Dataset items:
※ ※ ※

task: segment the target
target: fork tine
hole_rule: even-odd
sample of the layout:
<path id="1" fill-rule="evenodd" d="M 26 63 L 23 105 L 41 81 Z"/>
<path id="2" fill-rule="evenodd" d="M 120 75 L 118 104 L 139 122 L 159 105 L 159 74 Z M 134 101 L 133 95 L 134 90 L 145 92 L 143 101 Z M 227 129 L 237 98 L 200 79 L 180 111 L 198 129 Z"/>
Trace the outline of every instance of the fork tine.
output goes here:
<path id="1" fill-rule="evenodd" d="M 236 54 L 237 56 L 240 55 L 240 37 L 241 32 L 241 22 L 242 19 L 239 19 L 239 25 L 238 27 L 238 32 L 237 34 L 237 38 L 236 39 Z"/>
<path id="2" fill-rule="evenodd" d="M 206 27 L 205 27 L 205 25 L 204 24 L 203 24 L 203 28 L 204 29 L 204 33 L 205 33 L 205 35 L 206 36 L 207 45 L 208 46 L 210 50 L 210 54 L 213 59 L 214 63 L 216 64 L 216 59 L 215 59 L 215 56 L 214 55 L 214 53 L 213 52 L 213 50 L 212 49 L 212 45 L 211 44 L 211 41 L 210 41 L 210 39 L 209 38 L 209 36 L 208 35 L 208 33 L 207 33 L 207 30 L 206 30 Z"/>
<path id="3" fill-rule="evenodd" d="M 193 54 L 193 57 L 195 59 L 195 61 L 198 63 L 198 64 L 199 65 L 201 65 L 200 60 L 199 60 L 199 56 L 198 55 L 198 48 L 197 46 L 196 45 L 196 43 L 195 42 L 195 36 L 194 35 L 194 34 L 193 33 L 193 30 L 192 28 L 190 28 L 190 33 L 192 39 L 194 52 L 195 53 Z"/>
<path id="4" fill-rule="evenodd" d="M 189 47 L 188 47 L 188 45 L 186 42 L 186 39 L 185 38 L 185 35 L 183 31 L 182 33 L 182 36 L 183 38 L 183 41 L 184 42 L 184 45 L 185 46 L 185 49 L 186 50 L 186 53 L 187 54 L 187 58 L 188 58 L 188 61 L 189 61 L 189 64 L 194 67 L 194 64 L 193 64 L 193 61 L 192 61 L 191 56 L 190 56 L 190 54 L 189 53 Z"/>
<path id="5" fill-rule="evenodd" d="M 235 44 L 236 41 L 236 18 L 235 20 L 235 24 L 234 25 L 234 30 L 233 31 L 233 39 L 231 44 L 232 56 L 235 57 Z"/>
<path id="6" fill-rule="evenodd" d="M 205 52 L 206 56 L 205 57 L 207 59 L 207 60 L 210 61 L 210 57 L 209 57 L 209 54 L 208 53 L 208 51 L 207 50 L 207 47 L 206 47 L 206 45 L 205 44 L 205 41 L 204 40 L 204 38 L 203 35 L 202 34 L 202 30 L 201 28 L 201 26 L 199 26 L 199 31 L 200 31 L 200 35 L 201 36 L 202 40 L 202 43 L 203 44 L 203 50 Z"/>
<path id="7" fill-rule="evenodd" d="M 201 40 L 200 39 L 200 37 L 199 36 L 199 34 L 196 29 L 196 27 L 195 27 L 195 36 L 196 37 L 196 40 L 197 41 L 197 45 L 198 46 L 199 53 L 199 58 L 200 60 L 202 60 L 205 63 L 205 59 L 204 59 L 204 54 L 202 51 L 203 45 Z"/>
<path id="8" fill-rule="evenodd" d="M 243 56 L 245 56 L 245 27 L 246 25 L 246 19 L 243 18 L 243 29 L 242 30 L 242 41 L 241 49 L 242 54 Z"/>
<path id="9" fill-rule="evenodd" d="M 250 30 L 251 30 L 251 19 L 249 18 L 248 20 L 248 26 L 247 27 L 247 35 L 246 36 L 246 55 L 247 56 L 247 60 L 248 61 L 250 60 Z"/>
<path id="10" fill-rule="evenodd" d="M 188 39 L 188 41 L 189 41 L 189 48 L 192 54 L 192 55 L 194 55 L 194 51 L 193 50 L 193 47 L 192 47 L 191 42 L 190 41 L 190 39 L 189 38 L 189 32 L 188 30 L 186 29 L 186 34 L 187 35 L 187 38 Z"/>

※ ※ ※

▶ [Description of the task]:
Reproduce every item above verbatim, keeping each line unchanged.

▶ [Output below]:
task: segment the target
target: fork tine
hole_rule: even-odd
sample of the layout:
<path id="1" fill-rule="evenodd" d="M 26 63 L 23 105 L 41 81 Z"/>
<path id="2" fill-rule="evenodd" d="M 120 75 L 118 104 L 139 122 L 159 105 L 159 74 Z M 134 101 L 133 95 L 134 90 L 145 92 L 143 101 Z M 227 129 L 237 98 L 200 79 L 180 111 L 198 129 Z"/>
Trace the outline of every instance of the fork tine.
output goes here:
<path id="1" fill-rule="evenodd" d="M 236 54 L 237 56 L 240 55 L 240 37 L 241 32 L 241 22 L 242 19 L 239 19 L 239 25 L 238 27 L 238 32 L 237 34 L 237 38 L 236 39 Z"/>
<path id="2" fill-rule="evenodd" d="M 206 27 L 205 27 L 205 25 L 204 24 L 203 24 L 203 28 L 204 29 L 204 33 L 205 33 L 205 35 L 206 36 L 207 45 L 208 46 L 210 50 L 210 54 L 213 59 L 214 63 L 216 64 L 216 59 L 215 59 L 215 56 L 214 55 L 214 53 L 213 52 L 213 50 L 212 49 L 212 45 L 211 44 L 211 41 L 210 41 L 210 39 L 209 38 L 209 36 L 208 35 L 208 33 L 207 33 L 207 30 L 206 30 Z"/>
<path id="3" fill-rule="evenodd" d="M 193 54 L 193 57 L 195 59 L 195 61 L 198 63 L 198 64 L 199 65 L 201 65 L 200 60 L 199 60 L 199 56 L 198 55 L 198 48 L 197 46 L 196 45 L 196 43 L 195 42 L 195 36 L 194 35 L 194 34 L 193 33 L 193 30 L 192 28 L 190 28 L 190 33 L 192 39 L 194 52 L 195 53 Z"/>
<path id="4" fill-rule="evenodd" d="M 189 47 L 188 47 L 188 45 L 186 42 L 186 39 L 185 38 L 185 35 L 183 31 L 182 33 L 182 36 L 183 38 L 183 41 L 184 42 L 184 45 L 185 46 L 185 49 L 186 50 L 186 53 L 187 54 L 187 58 L 188 58 L 188 61 L 189 61 L 189 64 L 194 67 L 194 64 L 193 64 L 193 61 L 192 61 L 191 56 L 190 56 L 190 54 L 189 53 Z"/>
<path id="5" fill-rule="evenodd" d="M 235 44 L 236 41 L 236 18 L 235 20 L 235 24 L 234 25 L 234 30 L 233 31 L 233 39 L 231 44 L 232 56 L 235 57 Z"/>
<path id="6" fill-rule="evenodd" d="M 205 52 L 206 56 L 205 57 L 207 59 L 207 60 L 210 61 L 210 57 L 209 57 L 209 54 L 208 53 L 208 51 L 207 50 L 207 47 L 206 47 L 206 45 L 205 44 L 205 41 L 204 40 L 204 38 L 203 35 L 202 34 L 202 30 L 201 28 L 201 26 L 199 26 L 199 31 L 200 31 L 200 35 L 201 36 L 202 40 L 202 43 L 203 44 L 203 50 Z"/>
<path id="7" fill-rule="evenodd" d="M 201 40 L 200 39 L 200 37 L 199 36 L 199 34 L 196 29 L 196 27 L 195 27 L 195 36 L 196 37 L 196 40 L 197 41 L 197 45 L 198 46 L 199 53 L 199 58 L 200 60 L 202 60 L 205 63 L 205 59 L 204 59 L 204 54 L 202 51 L 203 45 Z"/>
<path id="8" fill-rule="evenodd" d="M 243 56 L 245 56 L 245 27 L 246 25 L 246 19 L 243 18 L 243 29 L 242 30 L 242 41 L 241 49 L 242 54 Z"/>
<path id="9" fill-rule="evenodd" d="M 250 30 L 251 30 L 251 19 L 249 18 L 248 20 L 248 26 L 247 27 L 247 35 L 246 36 L 246 55 L 247 56 L 247 60 L 248 61 L 250 60 Z"/>
<path id="10" fill-rule="evenodd" d="M 188 39 L 188 41 L 189 41 L 189 48 L 192 54 L 192 55 L 194 55 L 194 51 L 193 50 L 193 47 L 192 47 L 191 42 L 190 41 L 190 39 L 189 38 L 189 32 L 188 30 L 186 29 L 186 34 L 187 35 L 187 38 Z"/>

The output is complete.